**Kaynaktan alıntı:**

####################

12 Eylül döneminin Diyanet İşleri Başkanı Tayyar Altıkulaç anılarını yazdı. Üç ciltlik kitapta yakın tarihe dair çok tartışılacak detaylar yer alıyor. İlk ilahiyat fakültesinde Kur’an derslerinin olup olmadığı, askeri yönetimin Diyanet’ten beklentileri, halk ile yönetim arasında zaman zaman sıkışan Diyanet personeli, 12 Eylül darbesi ve sonrası, Kahramanmaraş olayları, Tunceli’de Alevi köylerine cami yapılması, Ramazan’ın ne zaman başlayacağı muamması ve İslam Ansiklopedisi… yani yakın dönemin çok önemli olaylarına dair çarpıcı detaylar bu kitapta anlatılıyor. ZAMAN-PAZAR- 30.10.2011
Tayyar Altıkulaç, Diyanet İşleri’nin 13. başkanı. Türkiye Cumhuriyeti’nin en kritik yıllarında bu görevi yapan Altıkulaç anılarını kaleme aldı. Çocukluğu tek parti döneminde geçen, hafızlığını bu dönemde jandarma korkusuyla tamamlayan, açılan ilk İmam-Hatip Okulu’nda okuyan, 12 Eylül darbesi öncesi ve sonrasında Diyanet İşleri başkanlığı yapan Altıkulaç, 28 Şubat sürecini de siyasetçi olarak yaşadı. Yani Altıkulaç Türkiye’nin yakın dönemine tanıklık etmiş biri. Üç ciltlik kitabına Zorlukları Aşarken (Ufuk Yayınları) adını veren Altıkulaç, zorlukları yalnızca kendisi değil Türkiye’nin de aştığını söylüyor.

####################

**Çıkarılan kayıtlar:**

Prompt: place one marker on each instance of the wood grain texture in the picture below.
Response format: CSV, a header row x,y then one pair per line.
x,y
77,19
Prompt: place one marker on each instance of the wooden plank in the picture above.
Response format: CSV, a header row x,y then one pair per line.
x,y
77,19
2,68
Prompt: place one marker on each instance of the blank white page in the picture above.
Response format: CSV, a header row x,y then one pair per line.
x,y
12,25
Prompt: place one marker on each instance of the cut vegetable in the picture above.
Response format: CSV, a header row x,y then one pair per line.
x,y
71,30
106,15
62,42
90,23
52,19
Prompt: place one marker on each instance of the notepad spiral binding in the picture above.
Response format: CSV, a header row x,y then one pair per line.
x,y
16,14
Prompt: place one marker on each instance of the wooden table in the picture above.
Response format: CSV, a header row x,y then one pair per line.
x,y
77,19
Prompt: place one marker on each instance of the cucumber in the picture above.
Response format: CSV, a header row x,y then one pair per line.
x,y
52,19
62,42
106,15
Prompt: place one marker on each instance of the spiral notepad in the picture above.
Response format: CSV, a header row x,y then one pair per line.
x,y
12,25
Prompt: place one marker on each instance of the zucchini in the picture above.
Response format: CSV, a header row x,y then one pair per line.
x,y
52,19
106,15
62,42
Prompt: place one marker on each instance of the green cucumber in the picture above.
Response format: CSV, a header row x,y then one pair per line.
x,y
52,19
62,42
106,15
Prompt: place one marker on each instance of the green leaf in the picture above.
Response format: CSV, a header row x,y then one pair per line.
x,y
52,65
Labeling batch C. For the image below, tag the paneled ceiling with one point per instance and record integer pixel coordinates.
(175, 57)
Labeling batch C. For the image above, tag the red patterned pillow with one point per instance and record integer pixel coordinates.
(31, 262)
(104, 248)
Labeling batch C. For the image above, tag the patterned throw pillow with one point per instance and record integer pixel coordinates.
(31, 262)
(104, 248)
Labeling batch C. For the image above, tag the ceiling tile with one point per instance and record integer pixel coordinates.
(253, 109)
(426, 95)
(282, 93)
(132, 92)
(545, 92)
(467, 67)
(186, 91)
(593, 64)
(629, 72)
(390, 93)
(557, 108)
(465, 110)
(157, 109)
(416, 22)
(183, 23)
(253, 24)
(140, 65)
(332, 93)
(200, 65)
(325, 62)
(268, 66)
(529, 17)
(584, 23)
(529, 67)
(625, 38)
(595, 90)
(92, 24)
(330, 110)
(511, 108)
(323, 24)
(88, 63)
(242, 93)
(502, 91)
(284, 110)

####################

**Görevler:**
- 1) Altıkulaç'ın anıları hakkındaki metinde "Tayyar Altıkulaç, Diyanet İşleri’nin 13. başkanı" sözleriyle başlayan paragrafı, ana bilgileri koruyarak kısa bir madde listesine dönüştür.
- 2) Altıkulaç'ın anıları hakkındaki metne göre üç ciltlik kitaba hangi ad verilmiştir?
- 3) Altıkulaç'ın anıları hakkındaki metni, son cümlesinin ardından kaldığı yerden sürdür.

**Sıralı sonuçlar:**
- 1)
- Tayyar Altıkulaç, Diyanet İşleri'nin 13. başkanıdır ve bu görevi Türkiye Cumhuriyeti'nin en kritik yıllarında yapmıştır.
- Anılarını kaleme almıştır.
- Çocukluğu tek parti döneminde geçmiş, hafızlığını bu dönemde jandarma korkusuyla tamamlamıştır.
- Açılan ilk İmam-Hatip Okulu'nda okumuştur.
- 12 Eylül darbesi öncesinde ve sonrasında Diyanet İşleri başkanlığı yapmıştır.
- 28 Şubat sürecini siyasetçi olarak yaşamıştır.
- Üç ciltlik kitabının adı Zorlukları Aşarken'dir (Ufuk Yayınları).
- Zorlukları yalnızca kendisinin değil, Türkiye'nin de aştığını söylemektedir.

- 2) Kitabın adı Zorlukları Aşarken'dir.

- 3)
Altıkulaç, anılarını yazmaya dostlarının ısrarı üzerine başlamış. Tam da Hz. Ali’nin Yemen’de bulunan Kur’an’ı Kerim nüshası üzerinde çalışırken aynı zamanda anılarını da yazmak durumunda kalmış. Her sayfasında şaşırtıcı bilgilerin yer aldığı bu kitap için Diyanet’in Ankara’daki arşivinde yüzlerce klasörden belgeler çıkarmış, “Yazdıklarımın hepsinin belgelerle ve tanıklarla doğrulanmasına dikkat etmeye çalıştım.” diyor.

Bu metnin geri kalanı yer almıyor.